◆ **Les consignes**:
**a.** Dites si les affirmations (i), (ii) et (iii) concordent avec le texte sur le théâtre de Laurent de Richemond. Répondez chaque fois par oui ou par non, en citant exactement les mots du texte qui tranchent. (i) Bruno Dumont est présenté comme réalisateur. (ii) Acteurs et spectateurs partagent un même espace. (iii) La personne qui s'exprime se dit peu pudique.
**b.** Reprenez le fil du texte sur le théâtre de Laurent de Richemond juste après sa dernière phrase.

◆ **Extrait fourni**:
**********
Dans ce travail, je me retrouve dans l'exploration de la nuance... et si je regarde les synonymes de « nuance » je nous devine dans chacun des termes : dissemblance, bémol, variété, degré…
Le réalisateur, Bruno Dumont, nous dit : « Le drôle, c'est un degré du drame. Il suffit de pousser un peu le drame et on tombe dans le comique. », et les propositions de Laurent se situent dans le degré de toute chose humaine, un pas de côté, dans les facettes de nous-mêmes innombrables et multiformes. Ce qui est donné à voir est sans compromis, ce n'est pas un théâtre aux lumières condescendantes, c'est un théâtre radical qui saisie, qui cloue ; enfin c'est un théâtre qu'on éprouve à l'instant, acteurs et spectateurs ensemble et néanmoins dans deux espaces clairement séparés.
En bande dessinée, l'action se trouve souvent entre les cases, dans le vide de deux dessins figés : la compétence de l'auteur réside en sa capacité à découper correctement son histoire pour que le lecteur puisse se fabriquer tout seul les ellipses. Le théâtre de Laurent de Richemond, me semble-t-il, est composé d'« entre-case », d'interstices et d'ellipses : ce qui se trame dans ses spectacles est intime et inconscient.
J'assume pleinement d'être au centre de ce projet ! Et dans ce travail qui « tourne » autour de moi, je me sens simplement « réelle »… Ni bonne, ni mauvaise, je ne crains aucun jugement car je me sais incomparable. J’essaie d’être au plus proche de ma vérité et ce que j’éprouve devient alors universel et commun. Curieusement, je suis très pudique mais ce que je raconte de moi ne m'appartient plus, et parle à coup sûr de tous les autres… Je suis très heureuse de suivre et d'être suivie. Je suis très heureuse de ce lien étrange que nous avons fabriqué les uns avec les autres. Dans ce projet, nous existons tous de façon illimitée.
**********
Entrées de données enregistrées:

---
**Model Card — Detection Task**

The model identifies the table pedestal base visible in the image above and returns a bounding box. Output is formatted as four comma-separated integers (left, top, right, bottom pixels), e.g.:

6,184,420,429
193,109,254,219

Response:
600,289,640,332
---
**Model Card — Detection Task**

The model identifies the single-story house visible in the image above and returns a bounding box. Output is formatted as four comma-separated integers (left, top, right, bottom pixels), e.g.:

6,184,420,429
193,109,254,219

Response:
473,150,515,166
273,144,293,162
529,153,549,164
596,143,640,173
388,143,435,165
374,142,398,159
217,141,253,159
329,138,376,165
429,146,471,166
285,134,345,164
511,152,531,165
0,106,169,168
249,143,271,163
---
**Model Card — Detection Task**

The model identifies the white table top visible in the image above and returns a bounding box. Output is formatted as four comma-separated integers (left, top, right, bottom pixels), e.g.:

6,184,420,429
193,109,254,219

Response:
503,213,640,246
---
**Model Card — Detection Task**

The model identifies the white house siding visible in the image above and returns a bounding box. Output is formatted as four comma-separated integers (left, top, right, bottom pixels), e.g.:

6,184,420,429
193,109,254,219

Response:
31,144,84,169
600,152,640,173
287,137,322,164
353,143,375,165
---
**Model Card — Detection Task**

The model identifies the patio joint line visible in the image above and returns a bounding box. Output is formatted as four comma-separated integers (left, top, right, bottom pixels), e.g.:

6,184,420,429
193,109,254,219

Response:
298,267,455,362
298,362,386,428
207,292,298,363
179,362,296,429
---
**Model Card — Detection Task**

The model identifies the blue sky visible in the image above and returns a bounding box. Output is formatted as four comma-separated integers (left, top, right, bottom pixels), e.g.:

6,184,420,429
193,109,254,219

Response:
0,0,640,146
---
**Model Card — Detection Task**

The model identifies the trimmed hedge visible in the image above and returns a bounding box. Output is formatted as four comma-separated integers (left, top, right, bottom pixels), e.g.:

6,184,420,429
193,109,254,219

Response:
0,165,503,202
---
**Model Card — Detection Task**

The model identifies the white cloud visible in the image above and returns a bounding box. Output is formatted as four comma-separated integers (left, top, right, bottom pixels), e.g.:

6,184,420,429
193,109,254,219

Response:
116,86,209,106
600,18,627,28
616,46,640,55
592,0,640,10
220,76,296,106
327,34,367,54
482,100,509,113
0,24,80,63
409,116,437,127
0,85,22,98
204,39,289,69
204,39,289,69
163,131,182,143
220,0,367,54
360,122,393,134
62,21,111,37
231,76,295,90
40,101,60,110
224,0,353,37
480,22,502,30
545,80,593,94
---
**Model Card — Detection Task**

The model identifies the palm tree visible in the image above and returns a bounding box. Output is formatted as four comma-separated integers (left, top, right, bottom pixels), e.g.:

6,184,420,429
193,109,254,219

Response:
**********
◆ **Les réponses**:
**a.**
(i) Oui : « Le réalisateur, Bruno Dumont, nous dit »
(ii) Non : « acteurs et spectateurs ensemble et néanmoins dans deux espaces clairement séparés »
(iii) Non : « je suis très pudique »

**b.**
Vraiment c'était tellement bien... Ce travail est extrêmement agréable, je crois que nous vivons une sorte de transe, un parfait oubli de soi brassé dans cette singulière communauté… Tu sais c'est étrange ce travail parce ce que ça me procure un grand sentiment de fierté quand je vois tous ces gens si beaux rassemblés sur le plateau autour de moi ; mais comme c'est aussi pour ton travail qu'ils sont tous là, ça nous lie plus encore toi et moi et comme au final dans « Suivre Quelqu’un » on se suit tous les uns les autres et bien on est finalement ensemble pour être ensemble. Et c'est à la fois si simple et si évident, si mièvre et si naïf, que tout me paraît d'une absolue vérité. Dans ces heures particulières où nous vivons dans ce qui me semble être un ersatz du monde, la vérité de l'instant est inestimable.
(message envoyé par Stéphanie Louit à Laurent de Richemond après la première période de travail)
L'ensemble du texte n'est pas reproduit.